----- SUPPLIED MATERIAL

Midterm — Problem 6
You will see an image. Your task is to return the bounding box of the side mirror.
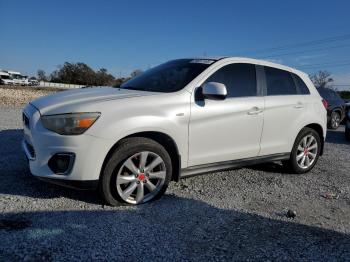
[202,82,227,100]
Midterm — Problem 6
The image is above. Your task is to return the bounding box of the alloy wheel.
[296,135,318,169]
[116,151,166,204]
[331,112,341,129]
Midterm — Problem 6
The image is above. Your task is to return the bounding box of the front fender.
[88,115,189,169]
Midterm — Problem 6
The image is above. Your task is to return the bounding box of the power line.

----------

→ ASSIGNED TASK
Return the data above unchanged. Pictures are not part of the copy.

→ WRITTEN ANSWER
Midterm — Problem 6
You will see an image. Your task is to return the bounding box of the side mirror.
[202,82,227,100]
Midterm — Problem 6
The image is above. Your task is to return the bounding box of the alloy wheel.
[296,135,318,169]
[116,151,166,204]
[331,112,341,129]
Midterm — Problem 6
The image is above. Your task is to return the bounding box of the front fender.
[88,115,189,169]
Midterm — Problem 6
The image is above. Your task is to return the bounding box of the power line.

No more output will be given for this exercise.